Given data:
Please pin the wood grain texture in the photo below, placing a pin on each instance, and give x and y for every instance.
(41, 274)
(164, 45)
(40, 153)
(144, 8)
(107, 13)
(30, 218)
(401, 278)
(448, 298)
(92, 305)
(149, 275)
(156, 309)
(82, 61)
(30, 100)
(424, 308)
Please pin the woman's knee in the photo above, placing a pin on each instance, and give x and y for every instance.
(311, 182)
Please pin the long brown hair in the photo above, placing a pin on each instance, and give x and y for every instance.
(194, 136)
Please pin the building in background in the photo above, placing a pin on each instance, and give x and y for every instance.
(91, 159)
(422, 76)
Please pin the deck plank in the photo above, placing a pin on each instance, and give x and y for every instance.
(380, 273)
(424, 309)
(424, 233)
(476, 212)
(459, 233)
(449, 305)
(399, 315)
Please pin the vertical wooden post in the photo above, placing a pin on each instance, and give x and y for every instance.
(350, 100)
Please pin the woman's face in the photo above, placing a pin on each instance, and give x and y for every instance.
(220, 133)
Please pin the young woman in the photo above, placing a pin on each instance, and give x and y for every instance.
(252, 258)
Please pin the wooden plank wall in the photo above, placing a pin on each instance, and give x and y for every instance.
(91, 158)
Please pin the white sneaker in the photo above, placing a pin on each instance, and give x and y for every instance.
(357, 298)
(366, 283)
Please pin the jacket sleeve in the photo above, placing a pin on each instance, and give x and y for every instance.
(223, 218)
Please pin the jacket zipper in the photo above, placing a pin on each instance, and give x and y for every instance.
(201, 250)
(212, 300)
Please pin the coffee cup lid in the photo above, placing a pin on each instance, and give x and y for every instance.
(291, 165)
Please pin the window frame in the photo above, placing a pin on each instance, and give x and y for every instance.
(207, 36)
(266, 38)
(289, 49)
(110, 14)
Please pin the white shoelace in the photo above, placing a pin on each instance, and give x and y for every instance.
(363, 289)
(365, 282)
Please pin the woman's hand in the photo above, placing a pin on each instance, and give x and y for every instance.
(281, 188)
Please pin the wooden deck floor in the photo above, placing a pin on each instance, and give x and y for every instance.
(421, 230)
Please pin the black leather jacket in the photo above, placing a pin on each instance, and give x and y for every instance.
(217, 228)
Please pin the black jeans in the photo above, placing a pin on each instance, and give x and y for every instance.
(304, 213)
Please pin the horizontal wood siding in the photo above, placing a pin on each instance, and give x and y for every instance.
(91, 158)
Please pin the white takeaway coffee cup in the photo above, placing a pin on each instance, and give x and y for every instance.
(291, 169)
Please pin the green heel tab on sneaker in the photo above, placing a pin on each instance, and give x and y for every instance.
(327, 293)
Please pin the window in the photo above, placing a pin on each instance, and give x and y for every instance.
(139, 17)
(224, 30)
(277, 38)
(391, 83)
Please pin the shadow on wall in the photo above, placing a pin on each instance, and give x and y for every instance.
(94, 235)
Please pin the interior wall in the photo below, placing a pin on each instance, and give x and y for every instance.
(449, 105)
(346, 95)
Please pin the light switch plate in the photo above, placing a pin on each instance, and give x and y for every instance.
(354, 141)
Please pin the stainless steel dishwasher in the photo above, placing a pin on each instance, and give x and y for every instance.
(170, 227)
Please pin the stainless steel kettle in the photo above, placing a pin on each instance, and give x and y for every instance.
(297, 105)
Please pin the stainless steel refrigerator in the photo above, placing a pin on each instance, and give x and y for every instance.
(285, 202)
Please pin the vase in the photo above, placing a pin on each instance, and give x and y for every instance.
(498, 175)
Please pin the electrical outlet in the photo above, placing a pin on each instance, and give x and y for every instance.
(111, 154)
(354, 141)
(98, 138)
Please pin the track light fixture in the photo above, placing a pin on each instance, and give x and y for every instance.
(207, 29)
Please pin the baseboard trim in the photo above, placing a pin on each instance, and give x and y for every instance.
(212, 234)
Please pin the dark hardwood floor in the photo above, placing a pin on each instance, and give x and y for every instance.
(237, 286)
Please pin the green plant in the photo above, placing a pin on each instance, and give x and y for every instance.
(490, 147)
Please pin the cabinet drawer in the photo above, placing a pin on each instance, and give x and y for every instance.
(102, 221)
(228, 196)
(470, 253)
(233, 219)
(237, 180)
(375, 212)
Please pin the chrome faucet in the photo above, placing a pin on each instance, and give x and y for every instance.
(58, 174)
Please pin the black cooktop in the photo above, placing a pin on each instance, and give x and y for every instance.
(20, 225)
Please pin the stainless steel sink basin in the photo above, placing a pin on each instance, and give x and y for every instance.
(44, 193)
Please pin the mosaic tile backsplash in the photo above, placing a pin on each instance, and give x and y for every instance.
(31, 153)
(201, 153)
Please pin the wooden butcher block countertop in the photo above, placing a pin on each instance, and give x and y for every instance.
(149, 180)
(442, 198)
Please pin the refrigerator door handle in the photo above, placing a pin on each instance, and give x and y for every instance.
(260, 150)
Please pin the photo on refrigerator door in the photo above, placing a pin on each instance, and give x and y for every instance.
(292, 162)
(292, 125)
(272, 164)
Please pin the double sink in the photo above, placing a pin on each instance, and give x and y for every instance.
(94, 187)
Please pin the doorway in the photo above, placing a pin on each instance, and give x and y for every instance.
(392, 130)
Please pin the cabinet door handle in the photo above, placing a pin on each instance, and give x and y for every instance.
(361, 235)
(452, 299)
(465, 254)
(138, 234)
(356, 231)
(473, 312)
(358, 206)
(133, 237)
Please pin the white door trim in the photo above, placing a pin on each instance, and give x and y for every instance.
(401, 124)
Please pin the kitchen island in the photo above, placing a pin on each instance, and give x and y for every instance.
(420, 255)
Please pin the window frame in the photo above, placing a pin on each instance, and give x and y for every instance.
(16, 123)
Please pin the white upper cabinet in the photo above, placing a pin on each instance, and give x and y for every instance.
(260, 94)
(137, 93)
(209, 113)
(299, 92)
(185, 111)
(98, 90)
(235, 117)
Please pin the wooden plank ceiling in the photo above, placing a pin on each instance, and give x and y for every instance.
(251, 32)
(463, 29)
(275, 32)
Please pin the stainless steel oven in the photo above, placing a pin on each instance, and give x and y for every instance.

What the task requires: Output the full listing exactly, please.

Answer space:
Please pin the wood grain texture in the photo below, placing a pin on each instance, and give x and y for every instance.
(41, 274)
(164, 45)
(40, 153)
(144, 8)
(107, 13)
(30, 218)
(401, 278)
(448, 298)
(92, 305)
(149, 275)
(156, 309)
(82, 61)
(30, 100)
(424, 308)
Please pin the woman's knee in the photo above, placing a pin on each instance, and give x and y for every instance.
(311, 182)
Please pin the long brown hair in the photo above, placing a pin on each instance, and give x and y for every instance.
(194, 136)
Please pin the building in background in the photo above, placing a pin on each instance, and give x and y for every instance.
(91, 159)
(422, 76)
Please pin the deck plank in the photo above, placing a pin on each instance, and give x and y for every instance.
(380, 273)
(424, 309)
(424, 233)
(476, 212)
(459, 233)
(449, 305)
(399, 315)
Please pin the vertical wooden post in the photo above, placing a pin on each instance, and give x and y for every instance.
(350, 100)
Please pin the woman's face in the photo above, placing a pin on each instance, and give x and y for every instance.
(220, 133)
Please pin the young woman in the photo above, placing a pin on each instance, and give x and y for every instance.
(252, 258)
Please pin the wooden plank wall in the photo above, placing a pin on each instance, and give x and y for every instance.
(91, 158)
Please pin the white sneaker in the photo above, placing a pin on each instance, and give x and y for every instance.
(357, 298)
(366, 283)
Please pin the jacket sleeve in the photo above, placing a pin on each instance, and give x and y for every instance.
(223, 218)
Please pin the jacket zipper in the photo above, placing a pin on each instance, and give x and y for every instance.
(201, 250)
(212, 300)
Please pin the coffee cup lid in the photo above, placing a pin on each instance, and give x and y for every instance.
(291, 165)
Please pin the window frame in the photo above, placing a pin on each instance, and give x and y for every instance.
(207, 36)
(266, 38)
(289, 49)
(110, 14)
Please pin the white shoelace in the photo above, placing a pin on each instance, and give x and y for every instance.
(363, 289)
(365, 282)
Please pin the woman's hand in the photo above, placing a pin on each instance, and give x and y for every instance.
(281, 188)
Please pin the wooden deck floor in the photo above, placing a pin on each instance, and give x and y for every instance.
(421, 230)
Please pin the black leather jacket in the photo above, placing a pin on each instance, and give x and y for every instance.
(217, 228)
Please pin the black jeans in the photo above, placing a pin on each instance, and give x and y for every instance.
(304, 213)
Please pin the horizontal wood siding in the photo above, placing a pin on each instance, and give x and y for every instance.
(91, 158)
Please pin the white takeaway coffee cup in the photo above, placing a pin on each instance, and give x and y for every instance.
(291, 169)
Please pin the green heel tab on sneaker in the photo above, placing a pin on each instance, and give x and y for every instance.
(327, 293)
Please pin the window in the photo above, placing a pin on each instance, and give x and y for every instance.
(139, 17)
(224, 30)
(277, 38)
(391, 83)
Please pin the shadow on wall in the photo above, placing a pin on each instance, and give x and y for every instance.
(94, 235)
Please pin the interior wall in the photo below, placing a pin on each instance, and give x and y for every instance.
(449, 105)
(346, 95)
Please pin the light switch plate in the photo above, placing a pin on each instance, and give x and y for every instance.
(354, 141)
Please pin the stainless steel dishwasher in the photo above, placing a pin on each instance, and give x and y for every instance.
(170, 227)
Please pin the stainless steel kettle in the photo above, placing a pin on each instance, and give x and y for every instance.
(297, 105)
Please pin the stainless steel refrigerator in the photo above, placing a pin on each instance, and give x and y for every instance.
(285, 202)
Please pin the vase in the photo above, placing a pin on each instance, and give x and y for every instance.
(498, 175)
Please pin the electrical outlet in the photo above, placing a pin on each instance, and give x and y for every instance.
(111, 154)
(354, 141)
(98, 138)
Please pin the track light fixture in the photo above, placing a pin on each instance, and give x and y for every instance.
(207, 29)
Please pin the baseboard trim in the photo above, placing a pin on each instance, and give x and y for every instance.
(212, 234)
Please pin the dark hardwood floor in the photo above, placing a pin on each instance, and give x and y for every instance.
(237, 286)
Please pin the green plant in the photo above, placing a pin on each instance, and give x and y for every instance.
(490, 147)
Please pin the cabinet drawer in the photo above, placing a pin on each instance, and give x and y for every instance.
(102, 221)
(228, 196)
(470, 253)
(233, 219)
(237, 180)
(375, 212)
Please pin the chrome faucet in the photo above, placing a pin on each instance, and give x and y for every instance.
(58, 174)
Please pin the black cooktop in the photo above, placing a pin on each instance, and give x and y for every instance.
(20, 225)
Please pin the stainless steel sink basin in the photo above, placing a pin on each instance, and give x and y for every instance.
(44, 193)
Please pin the mosaic tile backsplash in the photo above, placing a pin on each instance, and give x and y for every instance.
(31, 153)
(201, 153)
Please pin the wooden butcher block countertop in the photo above, placing a pin on each instance, and give x and y for every instance.
(149, 180)
(442, 198)
Please pin the refrigerator door handle in the photo above, placing a pin on each instance, and give x and y for every instance.
(260, 150)
Please pin the photo on refrigerator door in the photo above, placing a pin on each instance, and give x and y for every instance.
(292, 162)
(292, 125)
(272, 164)
Please pin the double sink in the photo above, placing a pin on each instance, and give x and y for every instance.
(94, 187)
Please pin the doorway in the photo above, placing a pin on each instance, and give x and y for every instance.
(392, 130)
Please pin the cabinet door handle in the photo above, placing a pin on each instance, and give x and y for every instance.
(361, 235)
(452, 299)
(465, 254)
(138, 234)
(356, 231)
(473, 312)
(358, 206)
(133, 237)
Please pin the white door trim in the photo above, placing a pin on each instance, and give x and y for every instance.
(401, 124)
Please pin the kitchen island in the photo above, placing a pin on each instance, and give x and y for every instance.
(420, 255)
Please pin the window frame in the photo above, placing a pin on each instance, and give x and y for every instance.
(16, 123)
Please pin the white upper cabinet in the photo above, placing a pin on each instance, and give x and y for every instance.
(260, 94)
(137, 93)
(209, 113)
(299, 92)
(185, 111)
(98, 90)
(235, 117)
Please pin the wooden plank ceiling in the photo above, placing a pin on each instance, and give x and y for every instance.
(251, 32)
(463, 29)
(275, 32)
Please pin the stainless steel oven in the photo above, placing a pin on each instance, and give x and y for every instance.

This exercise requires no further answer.